> Document segment:
◇ ◇ ◇ ◇
Ok the last contest we did we had like 200 people involved participating.
contests even just for bragging rights fly through the roof. it needs to be neat and organized.

If you go over the poll amount than its more work for the person who does it because not only do they have to count likes they have to count poll as well, than other users will be confused as to why they are not on the poll, or who to vote for or how the voting is.

with people you have to make it plain simple and clear , or else its just confusion.

Almost all of our contests are done by mods, they are suggestions by users, and a mod does it. simply because i know in 4 months ill still be here but said user may not on their own will, or they may fall sick ect
that will leave the users upset if there is no winner, ive seen user contests go bad due to this exact reason.


----------



## sunni (Dec 21, 2014)

Again i suggest
and I will do it because it will be fun
1 thread per month, people submit 1 photo they may enter details of the plant

First post will explain rules, 
such as
this is just for bragging rights, contest will end january 31st 11:59, thread will be locked.
1 photo entry with details 
no chit chat just photo submissions.

To vote click like , user with most likes will be declared the winner by the next day we will start over again

The thread will have details on how to post photos , ect. so there is no confusion or help needed or random chatter on the thread.
It will be clean and simple and clear and I can start it today if you guys would like , and since it will be the first we can extend it until january 31st 11:59:59 pm


----------



## mudballs (Dec 21, 2014)

no you pushed that button when you mentioned 'fighting'. nobody else is working with you. excellent point on user presence...what i did was limit entries. first 5 entries with a 1 week time limit entries sent via private message. then opened a poll. those that didn't make deadline used image in next SotW. that's also why i asked about rules, does the plant have to be alive, how to prove? i can see it getting messy and defer to your exp. honestly i haven't had one malevolent cell in my body this whole time.


----------



## sunni (Dec 21, 2014)

mudballs said:


> no you pushed that button when you mentioned 'fighting'. nobody else is working with you. excellent point on user presence...what i did was limit entries. first 5 entries with a 1 week time limit entries sent via private message. then opened a poll. those that didn't make deadline used image in next SotW. that's also why i asked about rules, does the plant have to alive, how to prove? i can see it getting messy and defer to your exp. honestly i haven't had one malignant cell in my body this whole time.


but if you limit it to 5 its unfair. people will complain. they will get a upset they argue, they will message me endlessly about how a user is doing a contest and its unfair they only picked 5 people because there wasnt enough chance for them to get in because so and so and christmas and their child was sick and they didnt see the post and the thread and blah blah blah blah 
im just giving an example of how it would be ,

All im doing is brainstorming the base of the contest, not the rules or regulations just the base way it should be because it will probably work out for the best like this which is again:
1 photo per person, with details on plant.
no chit chat in the thread just photo submissions
user with most likes wins , contest ending at the end of the month at 11:59pm.
likes totaled , user declared winner 
repeat.

Chances are a bud of the month would be more suited, rather than plant because you will get idiot trolls who post a little seedling since technically that is a plant.


----------



## mudballs (Dec 21, 2014)

that's all i was doing too, brainstorming. i dig you and it would take an egregious amount of ass whooping from you to get under my skin.now after all our back and forth we got somewhere didn't we?
◇ ◇ ◇ ◇
> Extracted data:
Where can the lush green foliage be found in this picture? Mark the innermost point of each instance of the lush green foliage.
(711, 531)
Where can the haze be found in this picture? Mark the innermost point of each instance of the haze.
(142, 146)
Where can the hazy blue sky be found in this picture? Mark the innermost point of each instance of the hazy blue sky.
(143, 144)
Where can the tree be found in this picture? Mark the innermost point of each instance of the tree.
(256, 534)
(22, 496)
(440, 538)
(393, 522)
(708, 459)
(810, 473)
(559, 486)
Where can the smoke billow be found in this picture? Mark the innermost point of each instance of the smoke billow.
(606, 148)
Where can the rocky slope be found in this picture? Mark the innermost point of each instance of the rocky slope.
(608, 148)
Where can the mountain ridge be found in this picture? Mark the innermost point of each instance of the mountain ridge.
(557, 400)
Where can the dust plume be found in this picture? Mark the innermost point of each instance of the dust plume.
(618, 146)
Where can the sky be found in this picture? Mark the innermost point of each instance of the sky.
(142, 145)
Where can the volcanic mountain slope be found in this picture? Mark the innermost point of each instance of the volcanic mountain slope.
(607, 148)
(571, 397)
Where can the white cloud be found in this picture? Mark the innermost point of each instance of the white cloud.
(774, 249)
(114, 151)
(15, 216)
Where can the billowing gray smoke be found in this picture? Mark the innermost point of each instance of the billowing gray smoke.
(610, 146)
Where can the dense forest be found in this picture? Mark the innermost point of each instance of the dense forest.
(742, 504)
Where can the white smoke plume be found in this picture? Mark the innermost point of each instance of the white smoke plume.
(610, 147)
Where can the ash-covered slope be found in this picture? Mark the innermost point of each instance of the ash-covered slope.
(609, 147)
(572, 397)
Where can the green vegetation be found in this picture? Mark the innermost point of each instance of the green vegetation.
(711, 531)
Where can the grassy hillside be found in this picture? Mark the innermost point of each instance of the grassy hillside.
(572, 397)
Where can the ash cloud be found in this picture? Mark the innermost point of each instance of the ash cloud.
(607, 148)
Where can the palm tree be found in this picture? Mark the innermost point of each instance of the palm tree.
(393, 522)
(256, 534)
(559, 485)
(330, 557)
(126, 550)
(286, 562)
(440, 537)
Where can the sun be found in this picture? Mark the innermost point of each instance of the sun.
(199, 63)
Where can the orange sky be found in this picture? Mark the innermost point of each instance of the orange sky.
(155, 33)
◇ ◇ ◇ ◇
> Task instructions:
A – Quote the passage of the forum thread on running photo contests starting at "Again i suggest" and ending at "on the thread.".
B – Print the records starting at the line that contains "Where can the sun" and ending at the last line of the records.

> Worked answers:
A –
Again i suggest
and I will do it because it will be fun
1 thread per month, people submit 1 photo they may enter details of the plant

First post will explain rules, 
such as
this is just for bragging rights, contest will end january 31st 11:59, thread will be locked.
1 photo entry with details 
no chit chat just photo submissions.

To vote click like , user with most likes will be declared the winner by the next day we will start over again

The thread will have details on how to post photos , ect. so there is no confusion or help needed or random chatter on the thread.

B –
Where can the sun be found in this picture? Mark the innermost point of each instance of the sun.
(199, 63)
Where can the orange sky be found in this picture? Mark the innermost point of each instance of the orange sky.
(155, 33)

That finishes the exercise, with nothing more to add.